Extracted data entries:
• • • • •

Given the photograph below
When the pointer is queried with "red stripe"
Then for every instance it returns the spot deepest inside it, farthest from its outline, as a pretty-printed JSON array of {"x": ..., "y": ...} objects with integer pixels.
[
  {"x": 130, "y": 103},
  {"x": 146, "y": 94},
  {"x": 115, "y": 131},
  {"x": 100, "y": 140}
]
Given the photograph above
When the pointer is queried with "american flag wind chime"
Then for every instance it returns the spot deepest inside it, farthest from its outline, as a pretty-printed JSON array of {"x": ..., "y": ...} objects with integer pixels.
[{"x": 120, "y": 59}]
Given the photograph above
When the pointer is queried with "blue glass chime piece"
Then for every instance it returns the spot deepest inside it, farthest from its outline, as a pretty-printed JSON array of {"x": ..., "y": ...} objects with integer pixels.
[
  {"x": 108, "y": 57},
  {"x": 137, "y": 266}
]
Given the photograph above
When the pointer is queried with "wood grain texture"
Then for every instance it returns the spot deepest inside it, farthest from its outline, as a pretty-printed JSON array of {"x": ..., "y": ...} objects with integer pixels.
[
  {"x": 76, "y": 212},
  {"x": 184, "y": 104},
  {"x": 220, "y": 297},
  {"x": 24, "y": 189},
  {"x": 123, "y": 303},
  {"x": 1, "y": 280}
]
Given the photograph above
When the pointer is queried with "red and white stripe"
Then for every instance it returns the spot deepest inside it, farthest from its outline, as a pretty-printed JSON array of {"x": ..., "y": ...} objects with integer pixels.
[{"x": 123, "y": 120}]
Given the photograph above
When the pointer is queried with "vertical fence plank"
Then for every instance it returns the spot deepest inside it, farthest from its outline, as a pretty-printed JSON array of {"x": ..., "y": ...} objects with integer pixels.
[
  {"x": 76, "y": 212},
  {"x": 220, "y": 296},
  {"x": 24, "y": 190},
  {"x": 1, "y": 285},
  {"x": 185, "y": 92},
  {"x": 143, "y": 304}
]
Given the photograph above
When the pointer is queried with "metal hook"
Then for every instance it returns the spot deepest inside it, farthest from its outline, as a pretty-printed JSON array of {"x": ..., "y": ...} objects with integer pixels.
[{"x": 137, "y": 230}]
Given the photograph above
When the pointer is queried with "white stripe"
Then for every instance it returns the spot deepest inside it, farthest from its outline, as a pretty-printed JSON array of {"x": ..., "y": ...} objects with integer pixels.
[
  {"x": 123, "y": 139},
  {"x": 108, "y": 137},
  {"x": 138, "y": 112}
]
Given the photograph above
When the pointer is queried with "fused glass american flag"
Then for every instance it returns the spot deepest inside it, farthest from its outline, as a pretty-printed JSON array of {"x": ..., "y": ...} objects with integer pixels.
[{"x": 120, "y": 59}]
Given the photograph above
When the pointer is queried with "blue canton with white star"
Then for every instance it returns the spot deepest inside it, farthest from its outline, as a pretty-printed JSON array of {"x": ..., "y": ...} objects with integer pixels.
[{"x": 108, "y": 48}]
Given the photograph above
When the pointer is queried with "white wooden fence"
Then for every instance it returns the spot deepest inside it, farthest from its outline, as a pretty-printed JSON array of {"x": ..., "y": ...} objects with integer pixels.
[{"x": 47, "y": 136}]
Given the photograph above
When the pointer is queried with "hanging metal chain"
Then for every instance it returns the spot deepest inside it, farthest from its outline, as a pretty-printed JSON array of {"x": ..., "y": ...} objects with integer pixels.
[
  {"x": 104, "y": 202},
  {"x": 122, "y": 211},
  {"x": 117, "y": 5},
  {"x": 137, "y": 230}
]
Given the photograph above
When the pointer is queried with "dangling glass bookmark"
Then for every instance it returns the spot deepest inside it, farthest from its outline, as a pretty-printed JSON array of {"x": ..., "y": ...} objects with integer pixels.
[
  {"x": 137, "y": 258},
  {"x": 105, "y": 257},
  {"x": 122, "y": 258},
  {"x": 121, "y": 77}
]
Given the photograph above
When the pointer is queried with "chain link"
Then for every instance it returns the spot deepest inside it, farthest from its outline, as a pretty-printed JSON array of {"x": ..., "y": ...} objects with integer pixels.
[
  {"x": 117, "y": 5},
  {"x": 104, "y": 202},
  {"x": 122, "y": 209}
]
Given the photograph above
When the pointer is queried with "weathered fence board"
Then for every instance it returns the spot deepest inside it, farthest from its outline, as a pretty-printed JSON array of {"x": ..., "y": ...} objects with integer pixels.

• • • • •

* _WRITTEN REQUEST_
Copy down the whole of the data above, matching it exactly.

* _PROBLEM SOLUTION_
Given the photograph below
When the pointer is queried with "red stripe"
Then for every instance it returns the spot deepest inside it, farthest from its outline, as a pretty-printed JSON array of {"x": ..., "y": ...} objects with integer pixels.
[
  {"x": 130, "y": 103},
  {"x": 146, "y": 94},
  {"x": 115, "y": 131},
  {"x": 100, "y": 140}
]
Given the photograph above
When the pointer is queried with "american flag wind chime"
Then for every instance it returns the spot deepest inside it, farthest from its outline, as a pretty-printed JSON array of {"x": ..., "y": ...} objects with integer pixels.
[{"x": 120, "y": 59}]
Given the photograph above
When the pointer is queried with "blue glass chime piece"
Then for every instance it returns the spot deepest inside it, farthest from its outline, as a pretty-printed JSON array of {"x": ..., "y": ...} objects with integer pixels.
[
  {"x": 108, "y": 57},
  {"x": 137, "y": 266}
]
Given the photograph above
When the pointer is queried with "wood grain texture"
Then for every instance it returns the spot deepest inside it, farthest from its outline, as a pretty-printed JSON array of {"x": ..., "y": ...} objects with integer pixels.
[
  {"x": 76, "y": 212},
  {"x": 184, "y": 104},
  {"x": 220, "y": 297},
  {"x": 24, "y": 189},
  {"x": 123, "y": 303},
  {"x": 1, "y": 280}
]
Given the photograph above
When the pointer is queried with "red and white stripe"
Then for every instance it returns the spot deepest inside it, farthest from its outline, as a pretty-printed JSON array of {"x": ..., "y": ...} objects with integer pixels.
[{"x": 123, "y": 120}]
Given the photograph above
When the pointer is queried with "vertical fence plank"
Then for every instance it returns the spot deepest inside it, farthest from its outline, as a pretty-printed JSON array of {"x": ..., "y": ...} objects with integer pixels.
[
  {"x": 76, "y": 212},
  {"x": 220, "y": 296},
  {"x": 24, "y": 190},
  {"x": 1, "y": 285},
  {"x": 185, "y": 92},
  {"x": 143, "y": 304}
]
Given the photograph above
When the pointer is queried with "metal hook"
Then for every instance it returns the spot deepest inside it, farthest from its outline, as a pretty-printed JSON array of {"x": ..., "y": ...} objects with integer pixels.
[{"x": 137, "y": 230}]
Given the photograph above
When the pointer is queried with "white stripe"
Then for every instance it returns the spot deepest inside it, farthest from its outline, as a pretty-printed JSON array of {"x": ..., "y": ...} objects with integer pixels.
[
  {"x": 123, "y": 139},
  {"x": 108, "y": 137},
  {"x": 138, "y": 112}
]
Given the photograph above
When the pointer is queried with "fused glass american flag"
Then for every instance it returns the spot deepest inside it, farthest from its outline, as a pretty-printed JSON array of {"x": ..., "y": ...} objects with integer pixels.
[{"x": 120, "y": 59}]
Given the photograph above
When the pointer is queried with "blue canton with white star"
Then for every instance it returns the spot deepest inside it, farthest from its outline, as a pretty-printed JSON array of {"x": ..., "y": ...} objects with integer pixels.
[{"x": 108, "y": 48}]
Given the photograph above
When the pointer is queried with "white wooden fence"
Then for every instance it returns the spot deepest inside it, farthest from its outline, as a pretty-printed JSON array of {"x": ..., "y": ...} objects with integer pixels.
[{"x": 47, "y": 136}]
Given the photograph above
When the pointer is queried with "hanging metal chain"
Then for every instance it returns the spot deepest inside it, farthest from its outline, as a pretty-printed JSON array of {"x": ..., "y": ...} objects with integer pixels.
[
  {"x": 104, "y": 202},
  {"x": 122, "y": 211},
  {"x": 117, "y": 5},
  {"x": 137, "y": 230}
]
Given the photograph above
When the pointer is queried with "dangling glass bookmark"
Then for every instance it returns the spot deepest inside it, farthest from its outline, as a pretty-printed JSON array of {"x": ..., "y": ...} objects with integer pixels.
[
  {"x": 137, "y": 258},
  {"x": 105, "y": 257},
  {"x": 122, "y": 258},
  {"x": 121, "y": 77}
]
Given the photograph above
When the pointer is queried with "chain link"
Then for every instance it returns the spot deepest inside it, farthest from its outline, as a pretty-printed JSON array of {"x": ..., "y": ...} objects with integer pixels.
[
  {"x": 117, "y": 5},
  {"x": 104, "y": 202},
  {"x": 122, "y": 209}
]
Given the photograph above
When the pointer is queried with "weathered fence board"
Then for every instance it returns the spot deepest inside it, farthest from its outline, as a pretty-printed JSON array of {"x": ..., "y": ...} objects with integer pixels.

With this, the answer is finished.